Texte fourni =>

☆ ☆ ☆

L'image du prêtre dans la peinture religieuse bretonne aux XVIIe et XVIIIe siècles.
On connaît en Bretagne l'importance du rôle du prêtre dans la commande paroissiale, mais l'on connaît moins la place qu'il occupe dans l'image religieuse bretonne du XVIIe et XVIIIe siècles. Cette communication tente de montrer à quels types de sujets l'image du prêtre est associée. Dans une région où l’idée de la mort est très présente, le prêtre apparaît avant tout comme l’accompagnateur des mourants vers l’au-delà, mais également comme le principal acteur de la célébration des sacrements. Figuré en adoration devant une scène religieuse, c’est en qualité de spectateur que le prêtre prenait place au côté d'un panthéon royal et ecclésiastique. C’est également à travers trois célèbres personnages qu’on le trouve représenté : saint Mathurin, saint Yves et Michel Le Nobletz, célèbre missionnaire.
11h05 Pascale MOULIER, Auteur et Archiviste du diocèse de Saint-Flour
L’image du prêtre dans l’iconographie paroissiale de la « Bonne Mort », XVIIe-XIXe siècles
Dans ses « Exercices spirituels », Ignace de Loyola recommande tout particulièrement la méditation sur la mort, pratique très ancienne qui va prendre une nouvelle dimension avec l’émergence des confréries de la Bonne Mort tout au long du XVIIe siècle. Ces confréries seront fréquemment placées sous le patronage de la Vierge ou encore de saint Joseph, qui par sa mort privilégiée et exemplaire est présenté comme un modèle édifiant aux confrères. Un grand nombre de tableaux et de vitraux figurant la mort de saint Joseph personnalisent les chapelles réservées aux confréries de la Bonne Mort, mais quelques œuvres représentent de façon plus prosaïque le mourant entouré de sa famille et assisté du prêtre. Au travers de quelques exemples nous tenterons de montrer comment cette mise en scène, qui place le prêtre au centre de la composition, est également un « instantané sociologique » très instructif.
11h25 Discussions, Repas.
14h Accueil des participants.
14h15 Présidence de séance, Marc SALVAN-GUILLOTIN, Docteur en Histoire de l’Art Moderne, Université Toulouse 2
14h30 Périg BOUJU, Doctorant en Histoire de l’Art Contemporain, Université Rennes 2
Un saint en sabot sous les ors du chancel : image et perception du curé d’Ars en terre de christianisme bleu
La présence de la figure du curé d'Ars dans les églises bretonnes, qui atteint son apogée avec la béatification, ne saurait être limitée à sa seule valeur catéchétique. En effet, alors que l'Eglise doit faire face au processus de laïcisation de l'Etat qui aboutira à la Séparation en 1905, le modèle d'édification exalté par le saint apparaît comme un ultime recours aux dérives de la société moderne dénoncées par le Syllabus. Le cas de Coësmes, dans le diocèse de Rennes, est sur ce point significatif : en terre de christianisme bleu, le recteur apparaît comme le gardien de la foi et de la communauté. La présence du saint au cœur même du retable du 17e s. n'est pas importune : elle marque le rôle civilisateur et universel de l'Eglise, et bannit toute voie alternative et laïque. La présente contribution a pour ambition de replacer dans son contexte historique et artistique la présence du saint au cœur du retable lavallois de Coësmes (1652), et d'en traduire le nouveau discours eschatologique qui en résulte.

☆ ☆ ☆

Consigne écrite => Poursuivez le texte sur l'image du prêtre dans l'art religieux après sa dernière phrase. Les items ci-dessous proviennent d'une autre source.

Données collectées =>

☆ ☆ ☆

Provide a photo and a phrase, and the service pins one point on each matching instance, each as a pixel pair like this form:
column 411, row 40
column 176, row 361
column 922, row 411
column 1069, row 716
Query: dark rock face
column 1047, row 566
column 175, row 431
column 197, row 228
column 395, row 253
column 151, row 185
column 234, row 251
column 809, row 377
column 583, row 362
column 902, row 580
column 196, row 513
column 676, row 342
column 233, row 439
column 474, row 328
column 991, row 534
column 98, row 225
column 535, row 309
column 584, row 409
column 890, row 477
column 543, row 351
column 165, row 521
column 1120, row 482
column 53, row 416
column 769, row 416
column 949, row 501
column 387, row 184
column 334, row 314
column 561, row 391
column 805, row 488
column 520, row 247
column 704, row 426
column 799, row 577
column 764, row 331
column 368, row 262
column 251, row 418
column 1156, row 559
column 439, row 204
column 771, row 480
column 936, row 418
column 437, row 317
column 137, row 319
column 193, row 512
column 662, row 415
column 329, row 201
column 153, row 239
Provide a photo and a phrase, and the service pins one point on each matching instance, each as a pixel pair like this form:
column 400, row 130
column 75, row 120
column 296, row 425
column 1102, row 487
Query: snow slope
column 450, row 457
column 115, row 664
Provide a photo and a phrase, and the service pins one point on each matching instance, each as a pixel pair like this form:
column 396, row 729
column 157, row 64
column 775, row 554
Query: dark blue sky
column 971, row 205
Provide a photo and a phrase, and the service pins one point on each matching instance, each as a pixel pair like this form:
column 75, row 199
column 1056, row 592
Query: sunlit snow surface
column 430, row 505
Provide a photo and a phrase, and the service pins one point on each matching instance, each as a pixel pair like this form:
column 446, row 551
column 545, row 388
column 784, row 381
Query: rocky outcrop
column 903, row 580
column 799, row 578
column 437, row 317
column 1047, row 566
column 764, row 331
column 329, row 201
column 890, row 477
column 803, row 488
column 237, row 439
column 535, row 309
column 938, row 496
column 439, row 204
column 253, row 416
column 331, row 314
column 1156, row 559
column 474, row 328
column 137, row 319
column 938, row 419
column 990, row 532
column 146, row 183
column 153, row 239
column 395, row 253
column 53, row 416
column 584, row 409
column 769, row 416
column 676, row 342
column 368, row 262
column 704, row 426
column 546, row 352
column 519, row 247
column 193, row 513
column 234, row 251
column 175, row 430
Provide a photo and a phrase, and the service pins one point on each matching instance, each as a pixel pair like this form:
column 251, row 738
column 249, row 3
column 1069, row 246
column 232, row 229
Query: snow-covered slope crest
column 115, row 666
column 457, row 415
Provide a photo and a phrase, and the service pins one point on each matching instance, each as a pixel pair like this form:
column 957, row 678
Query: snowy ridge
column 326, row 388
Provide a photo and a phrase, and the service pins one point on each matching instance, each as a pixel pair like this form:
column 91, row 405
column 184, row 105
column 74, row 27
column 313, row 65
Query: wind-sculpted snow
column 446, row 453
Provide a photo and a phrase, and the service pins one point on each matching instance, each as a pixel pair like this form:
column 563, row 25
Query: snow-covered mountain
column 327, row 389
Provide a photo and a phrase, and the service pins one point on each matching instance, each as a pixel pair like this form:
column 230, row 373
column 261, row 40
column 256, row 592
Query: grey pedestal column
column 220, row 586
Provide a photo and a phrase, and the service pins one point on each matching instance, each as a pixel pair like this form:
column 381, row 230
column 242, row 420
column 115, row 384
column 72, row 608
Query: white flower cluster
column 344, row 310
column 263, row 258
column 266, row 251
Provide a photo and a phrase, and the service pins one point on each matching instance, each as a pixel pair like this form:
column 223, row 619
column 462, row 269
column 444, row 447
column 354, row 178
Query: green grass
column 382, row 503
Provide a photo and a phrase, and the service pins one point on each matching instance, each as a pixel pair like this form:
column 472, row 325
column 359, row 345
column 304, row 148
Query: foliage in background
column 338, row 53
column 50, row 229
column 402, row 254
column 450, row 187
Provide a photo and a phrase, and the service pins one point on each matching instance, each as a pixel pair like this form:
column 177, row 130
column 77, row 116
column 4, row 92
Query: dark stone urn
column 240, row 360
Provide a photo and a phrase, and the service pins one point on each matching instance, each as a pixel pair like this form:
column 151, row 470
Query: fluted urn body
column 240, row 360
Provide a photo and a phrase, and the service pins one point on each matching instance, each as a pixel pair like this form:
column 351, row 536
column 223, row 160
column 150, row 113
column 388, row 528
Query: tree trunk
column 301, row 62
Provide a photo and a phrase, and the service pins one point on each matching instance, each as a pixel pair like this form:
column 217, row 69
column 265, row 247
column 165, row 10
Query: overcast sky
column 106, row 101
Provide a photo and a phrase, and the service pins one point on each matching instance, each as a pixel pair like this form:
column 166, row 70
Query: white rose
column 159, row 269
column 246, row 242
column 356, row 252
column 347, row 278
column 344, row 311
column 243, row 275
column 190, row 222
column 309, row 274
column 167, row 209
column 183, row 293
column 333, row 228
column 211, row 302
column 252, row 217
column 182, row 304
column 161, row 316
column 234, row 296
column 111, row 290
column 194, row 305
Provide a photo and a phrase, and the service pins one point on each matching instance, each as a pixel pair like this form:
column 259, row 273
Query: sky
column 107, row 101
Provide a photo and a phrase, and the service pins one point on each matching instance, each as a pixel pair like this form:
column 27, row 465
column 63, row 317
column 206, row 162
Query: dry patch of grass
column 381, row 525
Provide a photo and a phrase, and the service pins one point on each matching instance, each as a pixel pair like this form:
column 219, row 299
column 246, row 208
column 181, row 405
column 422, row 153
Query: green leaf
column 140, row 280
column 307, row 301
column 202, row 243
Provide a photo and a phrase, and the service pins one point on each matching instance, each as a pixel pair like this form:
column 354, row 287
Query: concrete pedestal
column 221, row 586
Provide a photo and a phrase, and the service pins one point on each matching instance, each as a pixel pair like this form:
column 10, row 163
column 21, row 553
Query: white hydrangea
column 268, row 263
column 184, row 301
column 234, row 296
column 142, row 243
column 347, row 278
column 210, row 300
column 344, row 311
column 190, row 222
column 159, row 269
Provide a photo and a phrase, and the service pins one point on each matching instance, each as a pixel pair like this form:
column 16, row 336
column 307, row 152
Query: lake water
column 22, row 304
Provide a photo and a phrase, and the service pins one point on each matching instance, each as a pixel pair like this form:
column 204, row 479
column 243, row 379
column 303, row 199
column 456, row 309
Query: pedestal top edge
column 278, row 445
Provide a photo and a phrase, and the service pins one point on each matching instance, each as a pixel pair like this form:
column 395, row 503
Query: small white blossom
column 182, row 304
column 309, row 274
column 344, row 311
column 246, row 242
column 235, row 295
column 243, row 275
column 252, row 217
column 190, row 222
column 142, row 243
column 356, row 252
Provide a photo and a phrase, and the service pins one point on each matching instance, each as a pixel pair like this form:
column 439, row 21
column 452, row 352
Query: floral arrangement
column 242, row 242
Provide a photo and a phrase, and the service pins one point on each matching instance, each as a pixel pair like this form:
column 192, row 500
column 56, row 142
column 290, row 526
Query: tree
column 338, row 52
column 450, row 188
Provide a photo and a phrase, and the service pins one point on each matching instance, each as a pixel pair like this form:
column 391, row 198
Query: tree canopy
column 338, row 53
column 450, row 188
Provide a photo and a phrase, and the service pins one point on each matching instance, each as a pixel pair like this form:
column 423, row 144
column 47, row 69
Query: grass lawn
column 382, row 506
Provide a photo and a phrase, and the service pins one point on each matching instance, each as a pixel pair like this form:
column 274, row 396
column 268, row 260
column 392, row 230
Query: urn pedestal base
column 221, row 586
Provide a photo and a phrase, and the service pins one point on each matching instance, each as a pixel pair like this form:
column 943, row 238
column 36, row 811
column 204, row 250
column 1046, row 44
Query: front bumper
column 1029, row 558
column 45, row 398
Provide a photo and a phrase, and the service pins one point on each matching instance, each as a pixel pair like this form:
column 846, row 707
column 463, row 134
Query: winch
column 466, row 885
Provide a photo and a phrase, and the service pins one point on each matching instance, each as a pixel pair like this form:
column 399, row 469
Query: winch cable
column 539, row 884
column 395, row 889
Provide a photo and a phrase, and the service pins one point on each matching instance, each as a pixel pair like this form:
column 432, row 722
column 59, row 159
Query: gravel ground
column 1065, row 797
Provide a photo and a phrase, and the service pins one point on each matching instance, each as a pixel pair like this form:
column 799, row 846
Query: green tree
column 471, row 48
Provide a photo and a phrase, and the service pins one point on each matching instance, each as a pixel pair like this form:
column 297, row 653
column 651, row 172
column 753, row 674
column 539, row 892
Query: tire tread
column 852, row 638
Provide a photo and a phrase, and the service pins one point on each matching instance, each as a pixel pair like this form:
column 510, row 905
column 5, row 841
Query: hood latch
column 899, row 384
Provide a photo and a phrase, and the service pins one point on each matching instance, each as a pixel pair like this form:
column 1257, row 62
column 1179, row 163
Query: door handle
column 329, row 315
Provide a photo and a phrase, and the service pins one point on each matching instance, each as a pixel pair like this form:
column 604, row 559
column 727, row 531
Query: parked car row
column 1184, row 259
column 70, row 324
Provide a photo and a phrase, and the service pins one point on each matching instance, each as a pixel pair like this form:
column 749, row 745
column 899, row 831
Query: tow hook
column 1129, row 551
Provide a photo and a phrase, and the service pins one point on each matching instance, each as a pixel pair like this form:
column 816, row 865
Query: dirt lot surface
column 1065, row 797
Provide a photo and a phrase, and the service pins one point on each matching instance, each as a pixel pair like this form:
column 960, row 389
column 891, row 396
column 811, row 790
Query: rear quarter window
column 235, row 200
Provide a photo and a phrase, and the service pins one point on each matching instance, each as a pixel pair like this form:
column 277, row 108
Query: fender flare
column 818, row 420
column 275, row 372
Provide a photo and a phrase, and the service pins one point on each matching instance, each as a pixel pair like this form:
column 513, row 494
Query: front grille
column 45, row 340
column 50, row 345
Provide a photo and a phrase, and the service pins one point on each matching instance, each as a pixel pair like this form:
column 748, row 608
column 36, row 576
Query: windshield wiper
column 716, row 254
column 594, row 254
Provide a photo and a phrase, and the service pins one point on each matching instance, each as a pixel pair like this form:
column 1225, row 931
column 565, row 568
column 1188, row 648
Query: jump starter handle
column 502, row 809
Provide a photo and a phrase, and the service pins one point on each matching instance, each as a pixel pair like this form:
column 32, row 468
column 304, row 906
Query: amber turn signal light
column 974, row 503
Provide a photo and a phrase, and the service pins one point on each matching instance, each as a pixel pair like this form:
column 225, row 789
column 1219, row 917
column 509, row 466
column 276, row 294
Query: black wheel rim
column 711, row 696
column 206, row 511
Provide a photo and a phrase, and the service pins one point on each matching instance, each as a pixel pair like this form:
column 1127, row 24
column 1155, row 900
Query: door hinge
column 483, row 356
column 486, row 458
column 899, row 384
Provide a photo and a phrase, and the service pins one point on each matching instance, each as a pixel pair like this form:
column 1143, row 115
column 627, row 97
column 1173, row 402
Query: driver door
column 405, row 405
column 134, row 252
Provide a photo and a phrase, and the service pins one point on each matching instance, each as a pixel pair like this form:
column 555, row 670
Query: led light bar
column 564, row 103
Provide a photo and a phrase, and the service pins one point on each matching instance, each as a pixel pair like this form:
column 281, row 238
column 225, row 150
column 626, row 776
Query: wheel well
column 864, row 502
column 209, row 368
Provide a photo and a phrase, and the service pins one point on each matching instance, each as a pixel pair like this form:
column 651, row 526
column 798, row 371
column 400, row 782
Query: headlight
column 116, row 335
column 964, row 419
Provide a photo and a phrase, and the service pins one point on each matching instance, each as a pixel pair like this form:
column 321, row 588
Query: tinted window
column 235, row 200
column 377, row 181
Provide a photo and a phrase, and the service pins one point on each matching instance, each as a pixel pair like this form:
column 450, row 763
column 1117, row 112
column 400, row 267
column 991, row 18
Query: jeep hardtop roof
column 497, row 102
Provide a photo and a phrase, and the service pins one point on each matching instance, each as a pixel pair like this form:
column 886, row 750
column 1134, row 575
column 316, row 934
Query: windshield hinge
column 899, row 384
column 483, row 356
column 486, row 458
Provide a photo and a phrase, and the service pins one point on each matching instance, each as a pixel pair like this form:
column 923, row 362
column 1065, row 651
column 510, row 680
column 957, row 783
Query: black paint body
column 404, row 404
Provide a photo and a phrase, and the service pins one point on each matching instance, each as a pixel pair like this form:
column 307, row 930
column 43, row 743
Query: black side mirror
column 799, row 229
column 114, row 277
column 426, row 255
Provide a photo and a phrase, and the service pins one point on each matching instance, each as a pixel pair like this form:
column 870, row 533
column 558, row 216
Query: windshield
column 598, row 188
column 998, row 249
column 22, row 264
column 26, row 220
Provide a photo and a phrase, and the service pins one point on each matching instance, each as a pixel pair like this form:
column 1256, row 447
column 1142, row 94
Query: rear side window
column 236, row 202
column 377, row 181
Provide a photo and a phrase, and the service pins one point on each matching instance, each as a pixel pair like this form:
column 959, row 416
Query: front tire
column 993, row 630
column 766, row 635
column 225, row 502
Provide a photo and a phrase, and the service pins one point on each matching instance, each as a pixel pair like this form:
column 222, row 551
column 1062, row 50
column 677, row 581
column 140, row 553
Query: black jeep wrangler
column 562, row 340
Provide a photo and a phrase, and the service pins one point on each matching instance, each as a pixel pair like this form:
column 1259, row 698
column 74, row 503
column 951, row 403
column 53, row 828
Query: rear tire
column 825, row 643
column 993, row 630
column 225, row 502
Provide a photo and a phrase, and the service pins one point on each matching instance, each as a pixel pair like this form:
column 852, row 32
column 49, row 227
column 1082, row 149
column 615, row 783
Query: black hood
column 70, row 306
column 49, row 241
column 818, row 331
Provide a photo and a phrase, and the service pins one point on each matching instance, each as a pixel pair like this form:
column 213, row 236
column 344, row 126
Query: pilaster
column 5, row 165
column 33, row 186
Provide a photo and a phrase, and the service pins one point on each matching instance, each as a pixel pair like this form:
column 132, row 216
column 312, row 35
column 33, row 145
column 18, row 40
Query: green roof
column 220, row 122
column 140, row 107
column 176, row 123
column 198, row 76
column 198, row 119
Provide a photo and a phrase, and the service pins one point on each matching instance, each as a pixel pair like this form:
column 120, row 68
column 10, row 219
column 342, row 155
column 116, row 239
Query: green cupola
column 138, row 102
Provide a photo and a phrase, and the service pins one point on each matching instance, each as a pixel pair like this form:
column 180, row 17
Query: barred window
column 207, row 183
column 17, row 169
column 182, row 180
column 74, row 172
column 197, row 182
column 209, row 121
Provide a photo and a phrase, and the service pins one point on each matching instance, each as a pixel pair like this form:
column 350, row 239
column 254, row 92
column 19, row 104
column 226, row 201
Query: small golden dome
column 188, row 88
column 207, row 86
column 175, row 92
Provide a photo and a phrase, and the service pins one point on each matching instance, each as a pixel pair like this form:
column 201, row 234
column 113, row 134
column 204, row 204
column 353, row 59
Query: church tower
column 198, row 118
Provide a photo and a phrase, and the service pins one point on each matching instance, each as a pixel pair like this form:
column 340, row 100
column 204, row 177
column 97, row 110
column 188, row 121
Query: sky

☆ ☆ ☆

Réponse =>
14h50 Nicole ANDRIEU-HAUTREUX, CAOA Déléguée de la Haute-Garonne
Un tableau offert à l’église de Blagnac en 1720 par la Table des Âmes du Purgatoire
Avant la Révolution, beaucoup d’églises d’une certaine importance disposaient d’une consorce ou société de prêtres surnuméraires, qui, ne pouvant prétendre à aucun bénéfice, mettaient en commun les ressources tirées des messes célébrées pour les morts. Ils pouvaient être aussi bailes du Purgatoire, et donc chargés de dire les messes hautes et basses pour les âmes du Purgatoire, et plus généralement pour tous les morts pour lesquels avait été fondé un obit. Le tableau conservé dans l’église de Blagnac montrant trois prêtres célébrant une messe pour les âmes du Purgatoire peut avoir été offert par ces prêtres ou par les laïcs qui les soutenaient.
15h10 Jean-Pierre SUAU, Maître de Conférences d’Histoire de l’Art Médiéval, Université de Montpellier III
Représentations et mentions de prêtres dans l’art religieux de la Haute-Normandie. L’exemple des églises paroissiales de l’Eure (milieu XIIIe-fin XIXe siècle). Essai d’inventaire.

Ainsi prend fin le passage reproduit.